» Task details
Print the stretch of the listing below from the line that contains "Report the position of each instance of the yellow" through the end of the listing, reproducing each line without any change.

» Records for this task
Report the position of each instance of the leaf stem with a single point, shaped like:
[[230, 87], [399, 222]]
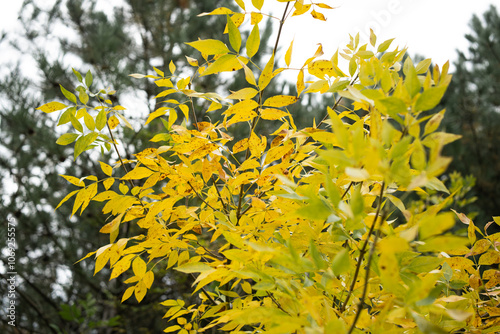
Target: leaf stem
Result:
[[282, 22], [363, 249]]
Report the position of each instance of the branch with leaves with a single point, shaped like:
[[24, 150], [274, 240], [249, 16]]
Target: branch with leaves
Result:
[[276, 230]]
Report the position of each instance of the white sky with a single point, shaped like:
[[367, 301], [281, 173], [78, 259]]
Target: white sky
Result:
[[431, 28]]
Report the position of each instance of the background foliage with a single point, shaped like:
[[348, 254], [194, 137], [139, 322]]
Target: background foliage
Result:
[[47, 248]]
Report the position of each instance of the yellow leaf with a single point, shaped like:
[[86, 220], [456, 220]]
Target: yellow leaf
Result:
[[113, 122], [249, 77], [300, 82], [240, 3], [107, 169], [249, 164], [218, 11], [234, 35], [243, 94], [325, 6], [209, 46], [277, 152], [139, 267], [357, 174], [318, 15], [87, 195], [101, 259], [148, 279], [258, 4], [86, 256], [137, 173], [242, 116], [105, 195], [288, 54], [171, 67], [253, 42], [256, 145], [108, 182], [140, 291], [490, 257], [255, 18], [68, 196], [192, 62], [73, 180], [433, 225], [225, 63], [52, 106], [240, 146], [321, 68], [111, 226], [127, 293], [267, 74], [241, 107], [165, 82], [300, 9], [278, 101], [272, 114], [202, 151], [157, 113], [185, 110], [214, 106], [460, 263], [389, 271], [121, 266]]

» Answer to the exercise
Report the position of each instance of the yellow leaf with a single point, shaped like:
[[86, 220], [456, 220]]
Target: yellow leaf
Result:
[[113, 122], [249, 77], [300, 82], [240, 3], [107, 169], [249, 164], [218, 11], [234, 35], [243, 94], [325, 6], [209, 46], [277, 152], [139, 267], [357, 174], [318, 15], [87, 195], [101, 259], [148, 279], [258, 4], [86, 256], [137, 173], [242, 116], [105, 195], [288, 54], [171, 67], [253, 42], [256, 145], [108, 182], [140, 291], [490, 257], [255, 18], [68, 196], [192, 62], [73, 180], [433, 225], [225, 63], [52, 106], [240, 146], [321, 68], [111, 226], [127, 293], [267, 74], [241, 107], [165, 82], [300, 9], [278, 101], [272, 114], [202, 151], [157, 113], [185, 110], [214, 106], [460, 263], [389, 271], [121, 266]]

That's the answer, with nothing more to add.